▸ **問題**
[1] 魔法少女アニメについての文章で、日本の「魔法少女」アニメの始まりとされている作品を答えてください。
[2] 魔法少女アニメについての文章を、最後の文の後から書き継いでください。

:: ページ本文

1954年の『指輪物語』に端を発した「異世界」ものが
70年を経た現在、日本アニメで活況なのと同じく、
60年代『魔法使いサリー』から始まった日本の
「魔法少女少女」アニメは『プリンセス ミンキーモモ』、
『セーラームーン』『まどマギ』と画期的な
作品を経て連綿と現在につながっている。

近年両ジャンルともやり尽くした感があったが、
昨年、異世界ものでは、テンプレートを逆手にとった
『異世界おじさん』や魔王討伐後の虚無感を漂わせる
叙情的な『葬送のフリーレン』という名作が現れた。
魔法少女ものでも、魔法少女に憧れた少女が不本意に
悪の幹部になってしまうというニッチな
『魔法少女にあこがれて』があった。

熟成したジャンルで枠を突き破る構図は
柄谷行人が「内省と遡行」で、
「徹底的に内側に入っていくことで、
内側から突き破って外に出る」
と語ったのに似て、カッコいい。
(ちょっと違うか)

本作が斬新なのは、題名にあるように
「魔法少女と悪が敵対していた」のが
「かつて」だということ。
魔法少女と悪が対立していない矛盾した関係性、
さらにそこに「ときめき」もある。
(ロミオとジュリエットか)

::::
:: 提供一覧

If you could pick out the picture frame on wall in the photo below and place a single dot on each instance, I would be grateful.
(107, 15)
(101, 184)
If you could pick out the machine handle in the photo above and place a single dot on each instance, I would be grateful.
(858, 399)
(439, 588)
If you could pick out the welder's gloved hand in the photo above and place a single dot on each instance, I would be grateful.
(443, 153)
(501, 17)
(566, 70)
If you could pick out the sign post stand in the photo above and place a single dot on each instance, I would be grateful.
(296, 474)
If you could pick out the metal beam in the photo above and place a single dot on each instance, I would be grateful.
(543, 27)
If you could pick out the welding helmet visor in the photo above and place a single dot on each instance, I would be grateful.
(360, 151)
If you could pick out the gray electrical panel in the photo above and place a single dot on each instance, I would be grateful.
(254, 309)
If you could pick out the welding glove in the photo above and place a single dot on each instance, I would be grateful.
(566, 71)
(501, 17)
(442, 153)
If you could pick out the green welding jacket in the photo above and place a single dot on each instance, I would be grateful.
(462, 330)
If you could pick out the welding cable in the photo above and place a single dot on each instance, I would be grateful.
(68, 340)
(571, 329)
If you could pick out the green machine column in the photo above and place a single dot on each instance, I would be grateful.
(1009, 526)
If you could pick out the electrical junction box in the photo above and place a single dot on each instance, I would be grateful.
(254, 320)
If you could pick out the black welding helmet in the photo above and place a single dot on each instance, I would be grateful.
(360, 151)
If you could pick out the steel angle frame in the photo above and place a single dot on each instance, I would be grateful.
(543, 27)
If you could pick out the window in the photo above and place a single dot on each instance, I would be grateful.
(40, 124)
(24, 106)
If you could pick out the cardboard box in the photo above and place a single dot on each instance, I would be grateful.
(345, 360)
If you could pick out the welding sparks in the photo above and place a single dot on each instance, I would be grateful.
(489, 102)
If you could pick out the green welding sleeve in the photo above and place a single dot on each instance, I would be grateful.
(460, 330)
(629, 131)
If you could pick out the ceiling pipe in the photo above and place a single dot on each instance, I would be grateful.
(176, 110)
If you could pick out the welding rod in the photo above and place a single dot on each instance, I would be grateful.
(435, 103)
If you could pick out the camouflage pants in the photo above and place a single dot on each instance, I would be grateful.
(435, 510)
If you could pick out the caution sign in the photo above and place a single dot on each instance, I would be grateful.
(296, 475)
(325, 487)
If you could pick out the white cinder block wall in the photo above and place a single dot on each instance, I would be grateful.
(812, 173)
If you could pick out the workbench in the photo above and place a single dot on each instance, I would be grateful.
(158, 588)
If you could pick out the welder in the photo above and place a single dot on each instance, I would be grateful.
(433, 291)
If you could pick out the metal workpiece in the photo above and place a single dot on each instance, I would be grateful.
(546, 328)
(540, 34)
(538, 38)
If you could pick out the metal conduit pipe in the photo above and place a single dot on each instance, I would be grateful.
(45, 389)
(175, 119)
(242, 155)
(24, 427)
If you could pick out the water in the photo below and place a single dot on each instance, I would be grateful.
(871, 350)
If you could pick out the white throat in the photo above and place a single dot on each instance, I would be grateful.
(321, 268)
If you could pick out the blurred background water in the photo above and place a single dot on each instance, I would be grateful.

::::

▸ **解答**
[1] 60年代の『魔法使いサリー』です。

[2]
作品に漂う品の良さも混乱に拍車をかける。
始めそれは絵の綺麗さからくるものだと
思ったが、それだけではなかった。
まず原作は2015年に絶筆になっている。
作者が他界しているのだ。
なぜ9年経って今、アニメ化されたのか、
詳しくは知らないが、
そこには作り手の様々な思いがあることは
想像に難くない。
それが何かしら作品にオーラを与えている
ように思う。

さらにヒロインの白夜が歳の割に落ち着いている、
というか苦労人、健気なのがいい。

「忙しくて食事をとりそこねることもありますが、
それはその分貯金に回したと思えば、
お腹は満たされずとも、心が満たされます」

孤児院育ち、中卒、アルバイト、院の手伝い、
格安アパート、貧乏。(『スーパーカブ』か)
それでいて魔法少女…
この組み合わせは新しい。

御使い(猫)とのあざとい関係性。
(人間に姿を変えた時は意外とイケメン)
そこに悪の参謀・ミラが絡まるのだから
混迷は深まるばかり。
あしながおじさんとして感動する展開で、
魔法少女、悪の参謀が登場する。すごい話だ。
映画『君の名は。』や
back number『水平線』のような
清濁交わったカオスな想い。

これはもうすでに名作となるべき運命の作品だろう。
ちなみに抑え気味なキラキラした白夜の声は中原麻衣。
すごい新人だと思ったが、名のあるベテランさんだった。
この辺の起用も素晴らしい。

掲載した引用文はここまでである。